• Work order: As the lines appear below, please set them down exactly, starting at the first and finishing with the one containing "Target: rocky shoreline".

[Start of Attachment]

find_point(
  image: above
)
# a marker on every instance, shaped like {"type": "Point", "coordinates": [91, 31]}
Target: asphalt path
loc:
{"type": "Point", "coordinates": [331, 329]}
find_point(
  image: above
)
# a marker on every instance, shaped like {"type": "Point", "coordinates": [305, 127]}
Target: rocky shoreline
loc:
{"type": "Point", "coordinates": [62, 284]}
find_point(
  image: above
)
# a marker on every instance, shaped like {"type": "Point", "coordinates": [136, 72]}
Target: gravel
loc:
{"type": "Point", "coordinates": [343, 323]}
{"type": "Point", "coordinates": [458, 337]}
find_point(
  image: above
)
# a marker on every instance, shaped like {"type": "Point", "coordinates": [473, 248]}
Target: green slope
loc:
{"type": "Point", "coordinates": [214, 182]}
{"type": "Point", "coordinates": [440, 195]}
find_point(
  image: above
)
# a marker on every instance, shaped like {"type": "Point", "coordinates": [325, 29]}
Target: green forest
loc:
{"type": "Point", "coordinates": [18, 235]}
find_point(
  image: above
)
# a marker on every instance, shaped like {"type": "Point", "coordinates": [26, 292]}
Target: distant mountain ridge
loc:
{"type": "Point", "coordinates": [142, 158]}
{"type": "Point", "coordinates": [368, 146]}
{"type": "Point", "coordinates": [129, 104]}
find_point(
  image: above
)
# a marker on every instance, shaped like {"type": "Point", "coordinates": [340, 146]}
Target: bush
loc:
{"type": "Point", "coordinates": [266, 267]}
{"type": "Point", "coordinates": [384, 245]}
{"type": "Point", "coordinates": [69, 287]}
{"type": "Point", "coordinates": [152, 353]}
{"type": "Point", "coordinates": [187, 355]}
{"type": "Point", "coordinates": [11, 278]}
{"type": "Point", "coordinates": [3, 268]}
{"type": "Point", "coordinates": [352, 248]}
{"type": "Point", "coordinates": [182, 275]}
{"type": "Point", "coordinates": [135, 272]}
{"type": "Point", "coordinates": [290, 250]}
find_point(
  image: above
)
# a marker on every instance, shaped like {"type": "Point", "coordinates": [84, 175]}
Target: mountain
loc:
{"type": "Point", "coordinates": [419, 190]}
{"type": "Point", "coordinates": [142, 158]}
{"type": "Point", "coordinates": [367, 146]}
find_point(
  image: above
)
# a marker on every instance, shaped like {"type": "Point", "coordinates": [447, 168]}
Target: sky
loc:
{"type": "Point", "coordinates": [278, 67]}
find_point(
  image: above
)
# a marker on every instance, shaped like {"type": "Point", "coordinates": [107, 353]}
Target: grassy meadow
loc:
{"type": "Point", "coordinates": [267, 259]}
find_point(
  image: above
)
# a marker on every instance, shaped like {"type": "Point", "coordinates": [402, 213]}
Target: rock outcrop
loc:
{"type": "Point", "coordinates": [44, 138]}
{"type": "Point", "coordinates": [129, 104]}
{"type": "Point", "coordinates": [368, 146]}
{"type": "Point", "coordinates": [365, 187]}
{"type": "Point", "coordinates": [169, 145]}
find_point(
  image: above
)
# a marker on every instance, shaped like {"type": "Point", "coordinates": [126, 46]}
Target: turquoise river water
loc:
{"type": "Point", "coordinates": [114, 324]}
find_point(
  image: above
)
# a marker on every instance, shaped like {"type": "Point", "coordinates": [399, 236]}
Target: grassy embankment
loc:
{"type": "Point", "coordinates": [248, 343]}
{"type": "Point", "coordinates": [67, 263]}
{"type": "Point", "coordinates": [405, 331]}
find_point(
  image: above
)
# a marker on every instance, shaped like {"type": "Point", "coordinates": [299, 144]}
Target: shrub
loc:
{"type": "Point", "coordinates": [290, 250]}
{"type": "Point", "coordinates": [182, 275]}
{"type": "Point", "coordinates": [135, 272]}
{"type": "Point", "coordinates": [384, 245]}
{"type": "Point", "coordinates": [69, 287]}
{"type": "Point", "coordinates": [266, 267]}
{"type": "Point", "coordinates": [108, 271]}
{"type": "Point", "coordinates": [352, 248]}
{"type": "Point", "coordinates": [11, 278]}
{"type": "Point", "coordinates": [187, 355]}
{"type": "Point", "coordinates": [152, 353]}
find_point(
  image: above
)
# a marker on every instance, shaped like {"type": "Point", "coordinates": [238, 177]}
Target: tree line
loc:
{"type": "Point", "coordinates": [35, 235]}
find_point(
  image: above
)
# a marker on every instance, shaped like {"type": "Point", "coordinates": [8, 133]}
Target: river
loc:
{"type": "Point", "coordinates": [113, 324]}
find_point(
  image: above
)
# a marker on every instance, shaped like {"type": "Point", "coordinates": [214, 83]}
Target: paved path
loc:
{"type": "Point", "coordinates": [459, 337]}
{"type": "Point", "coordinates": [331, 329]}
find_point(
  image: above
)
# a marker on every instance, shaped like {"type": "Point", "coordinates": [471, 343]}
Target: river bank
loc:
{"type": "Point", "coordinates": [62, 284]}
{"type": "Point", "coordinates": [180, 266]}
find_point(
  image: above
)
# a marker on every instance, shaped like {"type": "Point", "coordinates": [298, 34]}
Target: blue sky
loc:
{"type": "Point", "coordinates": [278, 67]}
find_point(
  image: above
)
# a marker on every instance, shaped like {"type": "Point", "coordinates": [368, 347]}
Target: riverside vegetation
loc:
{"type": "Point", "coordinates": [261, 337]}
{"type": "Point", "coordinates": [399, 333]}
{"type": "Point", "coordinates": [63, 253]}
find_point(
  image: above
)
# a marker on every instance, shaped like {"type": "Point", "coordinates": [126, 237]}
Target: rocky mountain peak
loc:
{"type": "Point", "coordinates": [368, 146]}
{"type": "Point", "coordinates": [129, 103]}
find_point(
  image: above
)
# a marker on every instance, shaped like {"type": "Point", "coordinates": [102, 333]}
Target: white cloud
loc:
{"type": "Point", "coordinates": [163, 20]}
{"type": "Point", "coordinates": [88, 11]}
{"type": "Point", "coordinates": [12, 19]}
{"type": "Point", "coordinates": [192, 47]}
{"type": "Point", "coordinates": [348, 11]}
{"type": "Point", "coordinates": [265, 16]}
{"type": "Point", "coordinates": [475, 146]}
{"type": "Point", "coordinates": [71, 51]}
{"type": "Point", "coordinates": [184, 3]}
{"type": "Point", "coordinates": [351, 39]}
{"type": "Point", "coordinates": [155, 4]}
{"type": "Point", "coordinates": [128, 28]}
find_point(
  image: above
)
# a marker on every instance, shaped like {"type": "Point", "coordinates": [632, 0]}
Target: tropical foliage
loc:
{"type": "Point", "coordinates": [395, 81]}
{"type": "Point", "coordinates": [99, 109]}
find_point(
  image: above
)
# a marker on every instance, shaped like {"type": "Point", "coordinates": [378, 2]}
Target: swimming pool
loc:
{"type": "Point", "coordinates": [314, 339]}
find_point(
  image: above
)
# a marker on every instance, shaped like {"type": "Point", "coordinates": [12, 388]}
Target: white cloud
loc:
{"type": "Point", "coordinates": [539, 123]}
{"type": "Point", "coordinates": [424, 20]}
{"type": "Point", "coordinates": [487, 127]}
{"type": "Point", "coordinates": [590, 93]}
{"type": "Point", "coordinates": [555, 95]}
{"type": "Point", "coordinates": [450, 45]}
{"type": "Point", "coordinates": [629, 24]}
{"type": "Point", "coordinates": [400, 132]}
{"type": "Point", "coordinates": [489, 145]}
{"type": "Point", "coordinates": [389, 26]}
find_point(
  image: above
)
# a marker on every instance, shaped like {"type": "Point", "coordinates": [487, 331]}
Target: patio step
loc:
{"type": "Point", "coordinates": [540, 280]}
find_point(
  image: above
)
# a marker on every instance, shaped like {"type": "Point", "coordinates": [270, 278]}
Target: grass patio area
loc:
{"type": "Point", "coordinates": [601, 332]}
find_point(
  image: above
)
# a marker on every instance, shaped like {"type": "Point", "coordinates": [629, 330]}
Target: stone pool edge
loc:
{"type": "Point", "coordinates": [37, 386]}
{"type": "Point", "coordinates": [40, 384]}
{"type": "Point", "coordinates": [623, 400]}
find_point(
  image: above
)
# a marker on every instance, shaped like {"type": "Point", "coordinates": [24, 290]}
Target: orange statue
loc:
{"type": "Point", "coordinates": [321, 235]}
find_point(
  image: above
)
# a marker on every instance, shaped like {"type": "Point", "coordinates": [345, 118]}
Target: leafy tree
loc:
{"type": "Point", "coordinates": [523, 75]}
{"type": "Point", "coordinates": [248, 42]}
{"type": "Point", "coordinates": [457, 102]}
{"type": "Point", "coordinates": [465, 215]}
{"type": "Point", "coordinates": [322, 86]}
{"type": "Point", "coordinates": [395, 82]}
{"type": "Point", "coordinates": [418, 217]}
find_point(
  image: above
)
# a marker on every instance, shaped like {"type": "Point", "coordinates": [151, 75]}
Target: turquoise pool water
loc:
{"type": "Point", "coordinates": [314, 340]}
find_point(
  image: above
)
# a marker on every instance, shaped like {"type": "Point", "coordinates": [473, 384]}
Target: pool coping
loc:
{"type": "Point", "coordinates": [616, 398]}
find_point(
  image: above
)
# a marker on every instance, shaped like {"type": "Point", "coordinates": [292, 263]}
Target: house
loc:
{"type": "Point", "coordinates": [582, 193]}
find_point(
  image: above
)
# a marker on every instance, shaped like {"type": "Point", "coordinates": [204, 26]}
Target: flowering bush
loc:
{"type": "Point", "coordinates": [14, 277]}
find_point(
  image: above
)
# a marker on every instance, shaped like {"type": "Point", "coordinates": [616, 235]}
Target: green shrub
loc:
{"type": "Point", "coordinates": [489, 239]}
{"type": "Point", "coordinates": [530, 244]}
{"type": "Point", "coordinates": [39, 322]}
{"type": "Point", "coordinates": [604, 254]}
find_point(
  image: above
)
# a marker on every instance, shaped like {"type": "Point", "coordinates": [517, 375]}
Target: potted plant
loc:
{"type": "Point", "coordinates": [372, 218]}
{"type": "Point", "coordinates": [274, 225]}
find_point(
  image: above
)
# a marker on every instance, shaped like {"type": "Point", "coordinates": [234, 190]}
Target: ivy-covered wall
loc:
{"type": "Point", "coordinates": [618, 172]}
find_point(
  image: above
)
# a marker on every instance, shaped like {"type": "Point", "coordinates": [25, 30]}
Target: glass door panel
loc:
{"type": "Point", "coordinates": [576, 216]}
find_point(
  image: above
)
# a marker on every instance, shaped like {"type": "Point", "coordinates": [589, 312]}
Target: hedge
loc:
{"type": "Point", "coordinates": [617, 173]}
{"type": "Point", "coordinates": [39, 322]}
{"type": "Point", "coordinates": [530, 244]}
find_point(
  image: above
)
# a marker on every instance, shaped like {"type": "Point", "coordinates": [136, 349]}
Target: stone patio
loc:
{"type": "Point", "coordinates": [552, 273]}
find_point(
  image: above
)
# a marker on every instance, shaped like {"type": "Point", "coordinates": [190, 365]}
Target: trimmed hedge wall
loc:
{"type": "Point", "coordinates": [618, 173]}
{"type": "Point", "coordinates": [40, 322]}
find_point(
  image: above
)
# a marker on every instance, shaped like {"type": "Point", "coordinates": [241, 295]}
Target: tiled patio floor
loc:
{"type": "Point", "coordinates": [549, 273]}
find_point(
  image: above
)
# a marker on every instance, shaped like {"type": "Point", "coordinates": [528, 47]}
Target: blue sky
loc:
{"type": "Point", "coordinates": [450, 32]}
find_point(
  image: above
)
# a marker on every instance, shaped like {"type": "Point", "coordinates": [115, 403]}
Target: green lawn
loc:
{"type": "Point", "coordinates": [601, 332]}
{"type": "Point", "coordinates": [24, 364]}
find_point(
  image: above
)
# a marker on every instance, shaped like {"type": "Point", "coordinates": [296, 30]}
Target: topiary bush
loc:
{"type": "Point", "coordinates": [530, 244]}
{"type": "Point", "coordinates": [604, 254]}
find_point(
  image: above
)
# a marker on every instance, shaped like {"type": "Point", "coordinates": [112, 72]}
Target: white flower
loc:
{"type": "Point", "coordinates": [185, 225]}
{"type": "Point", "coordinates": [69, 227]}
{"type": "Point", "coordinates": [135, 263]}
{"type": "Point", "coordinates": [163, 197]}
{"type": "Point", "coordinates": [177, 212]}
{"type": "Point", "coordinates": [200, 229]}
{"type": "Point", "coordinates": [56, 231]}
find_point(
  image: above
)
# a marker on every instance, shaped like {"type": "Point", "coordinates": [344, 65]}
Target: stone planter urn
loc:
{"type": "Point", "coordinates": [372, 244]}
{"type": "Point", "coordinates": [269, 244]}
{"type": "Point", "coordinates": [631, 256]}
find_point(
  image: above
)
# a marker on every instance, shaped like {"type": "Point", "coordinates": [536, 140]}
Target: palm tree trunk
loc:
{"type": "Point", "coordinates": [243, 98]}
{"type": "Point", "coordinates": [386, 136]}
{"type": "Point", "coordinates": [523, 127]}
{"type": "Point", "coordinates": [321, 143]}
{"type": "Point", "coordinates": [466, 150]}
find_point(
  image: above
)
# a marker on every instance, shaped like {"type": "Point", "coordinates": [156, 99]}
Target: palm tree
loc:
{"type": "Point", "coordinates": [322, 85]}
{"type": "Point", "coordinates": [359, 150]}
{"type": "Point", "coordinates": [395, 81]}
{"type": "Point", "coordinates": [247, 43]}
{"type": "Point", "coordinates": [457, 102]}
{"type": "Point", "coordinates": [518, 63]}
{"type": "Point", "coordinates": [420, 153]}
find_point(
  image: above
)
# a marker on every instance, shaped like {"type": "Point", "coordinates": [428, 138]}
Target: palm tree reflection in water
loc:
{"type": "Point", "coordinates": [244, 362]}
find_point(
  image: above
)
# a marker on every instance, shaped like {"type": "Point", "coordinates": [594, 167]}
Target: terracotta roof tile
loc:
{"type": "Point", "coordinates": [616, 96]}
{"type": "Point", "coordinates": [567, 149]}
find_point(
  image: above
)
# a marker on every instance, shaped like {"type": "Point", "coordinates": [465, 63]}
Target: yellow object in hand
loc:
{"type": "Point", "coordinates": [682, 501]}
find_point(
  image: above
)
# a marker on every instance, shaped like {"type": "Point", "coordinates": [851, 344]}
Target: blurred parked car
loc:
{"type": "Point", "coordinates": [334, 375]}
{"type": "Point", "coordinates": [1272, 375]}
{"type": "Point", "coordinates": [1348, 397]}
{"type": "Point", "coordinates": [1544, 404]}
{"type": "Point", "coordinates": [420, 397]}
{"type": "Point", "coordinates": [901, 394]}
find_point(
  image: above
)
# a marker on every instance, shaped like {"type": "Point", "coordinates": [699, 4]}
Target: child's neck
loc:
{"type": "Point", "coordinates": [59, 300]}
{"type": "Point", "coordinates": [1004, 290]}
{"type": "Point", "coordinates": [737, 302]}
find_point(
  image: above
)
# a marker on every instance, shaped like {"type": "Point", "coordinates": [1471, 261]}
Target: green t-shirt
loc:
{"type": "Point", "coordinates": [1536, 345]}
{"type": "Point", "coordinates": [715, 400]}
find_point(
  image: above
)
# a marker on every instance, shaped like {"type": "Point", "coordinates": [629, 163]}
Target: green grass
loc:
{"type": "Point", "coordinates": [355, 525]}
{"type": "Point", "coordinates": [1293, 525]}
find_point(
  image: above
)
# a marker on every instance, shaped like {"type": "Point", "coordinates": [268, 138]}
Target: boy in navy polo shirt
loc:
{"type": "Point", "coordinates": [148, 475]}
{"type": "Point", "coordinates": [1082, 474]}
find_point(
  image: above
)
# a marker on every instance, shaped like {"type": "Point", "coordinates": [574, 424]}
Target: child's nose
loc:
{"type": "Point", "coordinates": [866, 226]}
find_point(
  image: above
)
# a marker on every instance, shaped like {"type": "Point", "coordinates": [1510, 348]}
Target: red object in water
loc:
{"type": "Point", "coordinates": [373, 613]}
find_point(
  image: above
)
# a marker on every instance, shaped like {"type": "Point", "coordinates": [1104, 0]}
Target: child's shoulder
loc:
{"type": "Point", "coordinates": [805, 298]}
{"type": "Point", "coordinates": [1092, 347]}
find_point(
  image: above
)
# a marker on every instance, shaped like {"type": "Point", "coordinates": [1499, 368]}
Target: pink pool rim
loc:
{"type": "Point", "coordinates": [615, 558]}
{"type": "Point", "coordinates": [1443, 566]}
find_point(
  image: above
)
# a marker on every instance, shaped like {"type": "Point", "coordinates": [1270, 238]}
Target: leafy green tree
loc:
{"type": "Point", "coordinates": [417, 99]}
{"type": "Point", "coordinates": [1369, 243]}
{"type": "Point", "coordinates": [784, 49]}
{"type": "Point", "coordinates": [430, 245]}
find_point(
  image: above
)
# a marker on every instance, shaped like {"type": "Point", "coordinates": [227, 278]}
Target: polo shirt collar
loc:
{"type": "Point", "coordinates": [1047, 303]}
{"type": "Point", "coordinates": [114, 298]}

[End of Attachment]

• Answer box:
find_point(
  image: above
)
# a marker on every instance, shaped like {"type": "Point", "coordinates": [91, 31]}
Target: asphalt path
loc:
{"type": "Point", "coordinates": [331, 329]}
find_point(
  image: above
)
# a marker on every instance, shaped like {"type": "Point", "coordinates": [305, 127]}
Target: rocky shoreline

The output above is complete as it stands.